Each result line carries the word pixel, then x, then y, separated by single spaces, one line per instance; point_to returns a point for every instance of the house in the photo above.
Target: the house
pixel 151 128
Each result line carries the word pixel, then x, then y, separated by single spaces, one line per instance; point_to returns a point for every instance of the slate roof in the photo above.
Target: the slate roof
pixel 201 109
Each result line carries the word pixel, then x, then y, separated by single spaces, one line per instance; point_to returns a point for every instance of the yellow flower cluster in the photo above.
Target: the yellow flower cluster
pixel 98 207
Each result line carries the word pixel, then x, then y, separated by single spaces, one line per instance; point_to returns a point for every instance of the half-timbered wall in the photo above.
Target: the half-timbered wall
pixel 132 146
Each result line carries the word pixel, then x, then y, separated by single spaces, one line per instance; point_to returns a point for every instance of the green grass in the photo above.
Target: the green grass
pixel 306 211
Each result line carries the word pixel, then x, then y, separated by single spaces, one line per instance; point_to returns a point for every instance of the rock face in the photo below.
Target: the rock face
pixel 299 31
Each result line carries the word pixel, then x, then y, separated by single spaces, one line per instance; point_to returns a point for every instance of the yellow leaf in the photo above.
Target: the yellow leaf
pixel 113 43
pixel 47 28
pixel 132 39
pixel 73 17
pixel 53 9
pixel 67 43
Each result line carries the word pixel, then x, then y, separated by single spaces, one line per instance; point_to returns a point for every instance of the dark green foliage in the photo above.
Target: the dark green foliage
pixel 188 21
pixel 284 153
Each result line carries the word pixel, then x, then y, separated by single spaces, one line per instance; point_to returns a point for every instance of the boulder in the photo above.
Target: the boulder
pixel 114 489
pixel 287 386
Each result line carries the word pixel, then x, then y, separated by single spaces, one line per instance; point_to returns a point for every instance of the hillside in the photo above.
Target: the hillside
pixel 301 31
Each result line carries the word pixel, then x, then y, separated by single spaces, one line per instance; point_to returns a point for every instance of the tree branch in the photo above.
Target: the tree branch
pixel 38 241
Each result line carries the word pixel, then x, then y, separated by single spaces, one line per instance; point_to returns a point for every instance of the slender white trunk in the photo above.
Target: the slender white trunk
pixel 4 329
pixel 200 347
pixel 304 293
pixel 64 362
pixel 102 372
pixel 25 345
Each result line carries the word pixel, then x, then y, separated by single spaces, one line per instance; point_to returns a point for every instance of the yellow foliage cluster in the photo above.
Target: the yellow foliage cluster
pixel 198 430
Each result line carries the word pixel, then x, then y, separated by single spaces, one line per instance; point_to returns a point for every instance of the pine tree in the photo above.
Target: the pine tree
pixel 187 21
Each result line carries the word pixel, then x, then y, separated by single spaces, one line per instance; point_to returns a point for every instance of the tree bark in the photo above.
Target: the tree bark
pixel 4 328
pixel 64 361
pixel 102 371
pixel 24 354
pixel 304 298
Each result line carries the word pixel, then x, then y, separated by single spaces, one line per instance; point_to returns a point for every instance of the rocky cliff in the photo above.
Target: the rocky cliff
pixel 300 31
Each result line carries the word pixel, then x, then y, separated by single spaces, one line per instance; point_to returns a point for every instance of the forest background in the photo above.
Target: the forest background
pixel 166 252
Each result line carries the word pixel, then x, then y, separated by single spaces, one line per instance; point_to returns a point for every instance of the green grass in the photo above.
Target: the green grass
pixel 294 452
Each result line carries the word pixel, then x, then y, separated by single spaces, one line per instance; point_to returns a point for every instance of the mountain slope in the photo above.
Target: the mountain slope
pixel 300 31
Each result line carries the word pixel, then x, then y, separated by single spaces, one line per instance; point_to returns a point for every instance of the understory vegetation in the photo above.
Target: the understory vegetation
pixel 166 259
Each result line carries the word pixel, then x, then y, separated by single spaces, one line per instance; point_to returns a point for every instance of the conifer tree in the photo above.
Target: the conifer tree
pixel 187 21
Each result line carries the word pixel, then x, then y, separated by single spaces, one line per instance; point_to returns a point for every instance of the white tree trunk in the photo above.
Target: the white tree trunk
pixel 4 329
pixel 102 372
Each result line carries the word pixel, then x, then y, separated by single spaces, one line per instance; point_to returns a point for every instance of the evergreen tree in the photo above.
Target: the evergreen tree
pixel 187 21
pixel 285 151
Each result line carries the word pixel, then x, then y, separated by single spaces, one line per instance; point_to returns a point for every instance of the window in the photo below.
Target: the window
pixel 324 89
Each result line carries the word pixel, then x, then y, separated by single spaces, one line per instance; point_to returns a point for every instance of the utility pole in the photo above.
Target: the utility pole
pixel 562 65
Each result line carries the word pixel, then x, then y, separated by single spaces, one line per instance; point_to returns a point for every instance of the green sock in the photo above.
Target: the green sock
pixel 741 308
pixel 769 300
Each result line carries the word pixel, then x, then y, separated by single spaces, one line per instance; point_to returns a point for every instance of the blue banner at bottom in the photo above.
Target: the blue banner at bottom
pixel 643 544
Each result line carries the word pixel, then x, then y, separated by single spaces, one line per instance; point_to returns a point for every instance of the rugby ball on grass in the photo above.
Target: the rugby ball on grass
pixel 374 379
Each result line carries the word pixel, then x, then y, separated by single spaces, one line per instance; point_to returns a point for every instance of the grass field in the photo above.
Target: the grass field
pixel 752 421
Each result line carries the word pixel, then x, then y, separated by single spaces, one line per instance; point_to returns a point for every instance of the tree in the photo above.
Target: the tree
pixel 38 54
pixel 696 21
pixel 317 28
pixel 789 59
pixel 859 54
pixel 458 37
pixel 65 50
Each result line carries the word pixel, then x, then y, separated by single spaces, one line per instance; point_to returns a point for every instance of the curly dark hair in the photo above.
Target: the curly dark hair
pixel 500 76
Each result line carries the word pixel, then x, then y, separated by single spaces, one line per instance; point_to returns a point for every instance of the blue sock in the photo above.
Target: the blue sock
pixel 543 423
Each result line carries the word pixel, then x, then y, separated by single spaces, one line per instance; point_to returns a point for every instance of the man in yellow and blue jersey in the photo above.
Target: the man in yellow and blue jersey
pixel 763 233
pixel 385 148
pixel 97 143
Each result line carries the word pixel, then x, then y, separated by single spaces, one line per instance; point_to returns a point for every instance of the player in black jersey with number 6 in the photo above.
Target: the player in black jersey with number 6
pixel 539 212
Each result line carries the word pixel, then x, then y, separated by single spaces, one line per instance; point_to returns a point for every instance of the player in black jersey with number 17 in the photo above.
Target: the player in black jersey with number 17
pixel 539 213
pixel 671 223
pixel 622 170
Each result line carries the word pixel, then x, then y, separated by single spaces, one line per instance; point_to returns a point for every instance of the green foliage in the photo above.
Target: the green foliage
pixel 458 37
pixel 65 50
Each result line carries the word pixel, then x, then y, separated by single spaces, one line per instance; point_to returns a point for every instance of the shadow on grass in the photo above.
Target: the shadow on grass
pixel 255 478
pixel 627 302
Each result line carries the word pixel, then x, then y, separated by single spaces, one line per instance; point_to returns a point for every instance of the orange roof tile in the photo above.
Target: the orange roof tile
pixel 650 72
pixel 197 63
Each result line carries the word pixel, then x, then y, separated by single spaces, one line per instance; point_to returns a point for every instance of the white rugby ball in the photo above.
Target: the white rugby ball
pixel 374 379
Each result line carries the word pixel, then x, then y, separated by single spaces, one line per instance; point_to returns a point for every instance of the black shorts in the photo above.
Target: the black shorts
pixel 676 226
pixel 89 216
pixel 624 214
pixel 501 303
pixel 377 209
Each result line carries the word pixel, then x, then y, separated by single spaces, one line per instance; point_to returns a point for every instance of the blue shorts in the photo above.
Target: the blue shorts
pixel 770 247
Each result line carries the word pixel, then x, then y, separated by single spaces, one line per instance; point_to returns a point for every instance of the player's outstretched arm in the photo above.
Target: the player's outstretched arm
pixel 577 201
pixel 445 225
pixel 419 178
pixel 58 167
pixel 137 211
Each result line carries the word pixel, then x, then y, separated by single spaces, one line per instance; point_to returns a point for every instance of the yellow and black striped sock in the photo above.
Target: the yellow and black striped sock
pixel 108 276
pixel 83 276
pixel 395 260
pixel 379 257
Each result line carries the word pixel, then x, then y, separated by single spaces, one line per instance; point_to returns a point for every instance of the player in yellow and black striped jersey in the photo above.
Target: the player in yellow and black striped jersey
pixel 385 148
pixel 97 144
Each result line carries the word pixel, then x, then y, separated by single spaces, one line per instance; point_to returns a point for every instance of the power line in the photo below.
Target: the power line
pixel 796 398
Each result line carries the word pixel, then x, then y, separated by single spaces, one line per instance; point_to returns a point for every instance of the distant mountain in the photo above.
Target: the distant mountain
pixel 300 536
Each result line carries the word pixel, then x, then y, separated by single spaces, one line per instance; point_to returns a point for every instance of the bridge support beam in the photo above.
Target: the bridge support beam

⁂

**WORK INSTRUCTIONS:**
The lines holding the word "support" are the answer. Find them in the entries and copy them.

**SOLUTION FOR THIS PROBLEM:**
Each result line carries the word pixel, then x, then y, separated by single spaces, one line per instance; point_to returns a point for every instance of the bridge support beam in the photo above.
Target: the bridge support beam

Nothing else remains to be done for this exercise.